*Try it*. Your answer must be the lines of the entries below, exactly as written, from the first line through the line containing "241L122 250L9 223L4".

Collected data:

----

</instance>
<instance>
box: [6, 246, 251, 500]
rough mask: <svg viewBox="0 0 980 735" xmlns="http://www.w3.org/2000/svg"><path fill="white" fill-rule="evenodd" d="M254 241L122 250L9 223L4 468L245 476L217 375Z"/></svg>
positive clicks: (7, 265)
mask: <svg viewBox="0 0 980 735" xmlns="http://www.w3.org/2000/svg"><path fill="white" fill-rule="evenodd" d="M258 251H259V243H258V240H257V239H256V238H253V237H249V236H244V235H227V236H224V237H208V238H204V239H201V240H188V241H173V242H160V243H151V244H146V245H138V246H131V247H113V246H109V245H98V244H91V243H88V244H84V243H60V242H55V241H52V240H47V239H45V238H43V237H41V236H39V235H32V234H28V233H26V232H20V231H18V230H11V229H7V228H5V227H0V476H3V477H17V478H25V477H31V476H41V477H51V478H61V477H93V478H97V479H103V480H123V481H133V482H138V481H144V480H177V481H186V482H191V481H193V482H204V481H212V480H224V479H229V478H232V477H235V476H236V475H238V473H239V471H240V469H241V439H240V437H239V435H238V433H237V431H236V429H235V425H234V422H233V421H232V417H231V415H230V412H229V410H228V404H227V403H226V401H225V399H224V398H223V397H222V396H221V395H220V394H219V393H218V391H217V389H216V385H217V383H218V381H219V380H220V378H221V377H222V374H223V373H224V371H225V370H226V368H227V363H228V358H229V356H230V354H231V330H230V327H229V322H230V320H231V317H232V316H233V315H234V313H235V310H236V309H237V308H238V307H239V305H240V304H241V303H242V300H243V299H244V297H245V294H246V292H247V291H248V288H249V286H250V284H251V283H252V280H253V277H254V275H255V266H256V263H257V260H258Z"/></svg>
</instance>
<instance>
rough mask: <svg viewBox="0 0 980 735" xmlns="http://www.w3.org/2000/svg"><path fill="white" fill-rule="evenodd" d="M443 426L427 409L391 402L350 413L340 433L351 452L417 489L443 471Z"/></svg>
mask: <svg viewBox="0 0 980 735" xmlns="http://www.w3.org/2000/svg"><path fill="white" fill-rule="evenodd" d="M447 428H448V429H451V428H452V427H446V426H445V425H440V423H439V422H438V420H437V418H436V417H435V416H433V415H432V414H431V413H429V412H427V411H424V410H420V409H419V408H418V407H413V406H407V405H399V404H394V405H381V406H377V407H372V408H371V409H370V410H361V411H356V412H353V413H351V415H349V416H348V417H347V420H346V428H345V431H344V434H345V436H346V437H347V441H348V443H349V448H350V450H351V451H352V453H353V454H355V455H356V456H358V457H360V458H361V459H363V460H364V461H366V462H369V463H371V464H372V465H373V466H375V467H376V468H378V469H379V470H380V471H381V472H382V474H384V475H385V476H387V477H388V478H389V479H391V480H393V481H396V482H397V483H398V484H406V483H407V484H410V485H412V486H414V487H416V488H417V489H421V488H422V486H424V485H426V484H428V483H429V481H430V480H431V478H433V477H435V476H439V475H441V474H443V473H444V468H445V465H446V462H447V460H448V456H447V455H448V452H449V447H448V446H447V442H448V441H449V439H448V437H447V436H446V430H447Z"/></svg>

----

*Response area*.
</instance>
<instance>
box: [6, 246, 251, 500]
rough mask: <svg viewBox="0 0 980 735" xmlns="http://www.w3.org/2000/svg"><path fill="white" fill-rule="evenodd" d="M254 241L122 250L9 223L4 468L245 476L217 375Z"/></svg>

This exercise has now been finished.